## [TESTO ESTRATTO]
::::::::::

By formalizing the model for observable properties, and clearly labelling the separate elements, soil property observations may be more easily mapped to the OGC Observations & Measurements model for cross-domain applications.

Commenti

Il focus è sulle proprietà del suolo ma credo che il discorso possa essere traslato alle osservazioni marine di Ritmare. Si parte dal modello property-type di O&M e si distinguono le differenti componenti all'interno dei parametri osservativi (substance, property, unit, state, ...). L'ontologia SKOS viene estesa con i costrutti definiti dalla ontologia QUDT (quantities, units, dimensions, data types). Per i nostri scopi potrebbe essere sufficente utilizzare i legami tra i vari vocabolari SeaDataNet (P01, P02, ...).

Evaluation Methodology for UML and GML Application Schemas Quality

Agnieszka Chojka

INSPIRE Directive implementation in Poland has caused the significant increase of interest in making spatial data and services available, particularly among public administration and private institutions.

...

The process of harmonisation requires either working out new data structures or adjusting existing data structures of spatial databases to INSPIRE guidelines and recommendations. Data structures are described with the use of UML and GML application schemas. Although working out accurate and correct application schemas isn’t an easy task. There should be considered many issues, for instance recommendations of ISO 19100 series of Geographic Information Standards, appropriate regulations for given problem or topic, production opportunities and limitations (software, tools). In addition, GML application schema is deeply connected with UML application schema, it should be its transla- tion. Not everything that can be expressed in UML, though can be directly expressed in GML, and this can have significant influence on the spatial data sets interoperability, and thereby the ability to valid data exchange.

::::::::::

## [PROBLEMI DA RISOLVERE]
[1] Nel testo estratto, con quali schemi applicativi vengono descritte le strutture dati?
[2] Prosegua il testo estratto a partire dalla sua ultima frase.

## [ESTRATTO DEI DATI]
::::::::::

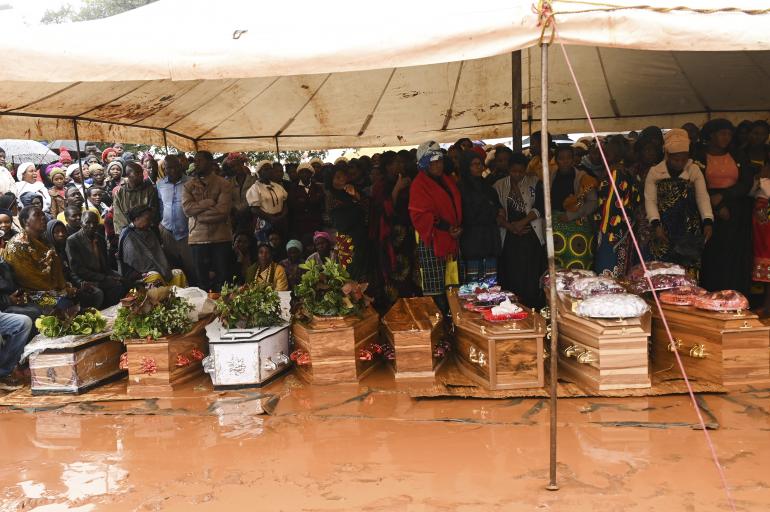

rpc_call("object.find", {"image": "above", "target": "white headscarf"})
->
[16,162,35,181]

::::::::::

## [RISPOSTE DI SEGUITO]
[1] Con gli schemi applicativi UML e GML.

[2]
...

The principal subject of this research is to propose an evaluation methodology for UML and GML application schemas quality prepared in the Head Office of Geodesy and Cartography in Poland within the INSPIRE Directive implementation works.

QualityML: a dictionary for quality metadata encoding

Miquel Ninyerola

...

In this direction, we have developed the QualityML (http://qualityml.geoviqua.org), a dictionary that contains

hierarchically structured concepts to precisely define and relate quality levels: from quality classes to quality measurements. Generically, a quality element is the path that goes from the higher level (quality class) to the lowest levels (statistics or quality metrics). This path is used to encode quality of datasets in the corresponding metadata schemas.

...

On one hand, the QualityML is a profile of the ISO geospatial metadata standards providing a set of rules for precisely documenting quality indicator parameters that is structured in 6 levels. On the other hand, QualityML includes semantics and vocabularies for the quality concepts. Whenever possible, if uses statistic expressions from the UncertML dictionary (http://www.uncertml.org) encoding. However it also extends UncertML to provide list of alternative metrics that are commonly used to quantify quality. A specific example, based on a temperature dataset, is shown below. The annual mean temperature map has been validated with independent in-situ measurements to obtain a global error of 0.5 ̊. Level 0: Quality class (e.g., Thematic accuracy) Level 1: Quality indicator (e.g., Quantitative attribute correctness) Level 2: Measurement field (e.g., DifferentialErrors1D) Level 3: Statistic or Metric (e.g., Half-lengthConfidenceInterval) Level 4: Units (e.g. Celsius degrees) Level 5: Value (e.g.0.5) Level 6: Specifications. Additional information on how the measurement took place, citation of the reference data, the traceability of the process and a publication describing the validation process encoded using new 19157 elements or the GeoViQua (http://www.geoviqua.org) Quality Model (PQM-UQM) extensions to the ISO models.

...

Enriching the Web Processing Service

Christoph Wosniok

...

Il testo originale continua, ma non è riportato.